SUPPLIED PASSAGE =>

I’ve been using my new address full-time for the last five years and now get only two or three non-spam emails a month to my old Gmail account.

Soon after switching emails, I began to question my other dependencies on Google. Along with Facebook, I started worrying about all the data they were collecting on me. I was also concerned about how I was playing a part in their monopoly over the web as a whole.

So I switched to using Duck.com as my full-time search engine. And I gave up Chrome in favor of Firefox. I even tried using Apple Maps as much as possible. In short, even if the alternative service wasn’t on par with their bigger competitor, I felt it was worthwhile to give them my support to encourage a more balanced ecosystem.

The switch mostly went well. I felt like the search results I got with Duck.com were good enough. I only had to fall back to Google for the occasional technical query. Firefox also made great strides with its support for macOS during that time with their Quantum project. And Apple Maps, despite all the awful reviews online, worked just fine navigating around Nashville for me.

But over the last year I’ve started, slowly, coming back to Google’s services.

It all started with Google Photos. I (mostly with the help of my own backup strategies) trust iCloud with my family’s photo archives. But Apple just makes it too inconvenient to use with a partner. Because of the way iCloud is siloed per user, my library is completely walled off from my wife’s. That means I can’t see photos of my kids that she takes. And she can’t see mine. Google Photos supports connecting your library with another person’s. (While that’s a super useful feature, we don’t do that. For our workflow, it’s easier just to sign into my Google account in Google Photos on my wife’s phone so everything funnels into one primary account.)

[Coordinate annotation records]
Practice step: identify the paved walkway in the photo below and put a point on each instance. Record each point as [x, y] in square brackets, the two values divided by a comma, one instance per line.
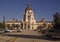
[27, 36]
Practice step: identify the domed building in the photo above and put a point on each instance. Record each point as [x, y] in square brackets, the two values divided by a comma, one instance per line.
[28, 22]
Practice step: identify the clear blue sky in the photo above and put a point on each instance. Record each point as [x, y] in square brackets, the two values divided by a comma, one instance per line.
[15, 8]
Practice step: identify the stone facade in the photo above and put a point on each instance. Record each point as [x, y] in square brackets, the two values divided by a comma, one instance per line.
[28, 21]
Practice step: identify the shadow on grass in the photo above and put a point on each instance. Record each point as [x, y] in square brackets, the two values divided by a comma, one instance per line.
[33, 36]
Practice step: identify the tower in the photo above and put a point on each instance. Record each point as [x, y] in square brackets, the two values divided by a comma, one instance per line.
[28, 19]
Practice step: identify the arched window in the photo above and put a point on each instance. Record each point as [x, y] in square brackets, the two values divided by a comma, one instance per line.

TASK BRIEF => In the passage about moving away from Google services, reproduce the section from "So I switched" to "Nashville for me.", replacing "Firefox" with "Safari" throughout.

PROBLEM SOLUTION =>
So I switched to using Duck.com as my full-time search engine. And I gave up Chrome in favor of Safari. I even tried using Apple Maps as much as possible. In short, even if the alternative service wasn’t on par with their bigger competitor, I felt it was worthwhile to give them my support to encourage a more balanced ecosystem.

The switch mostly went well. I felt like the search results I got with Duck.com were good enough. I only had to fall back to Google for the occasional technical query. Safari also made great strides with its support for macOS during that time with their Quantum project. And Apple Maps, despite all the awful reviews online, worked just fine navigating around Nashville for me.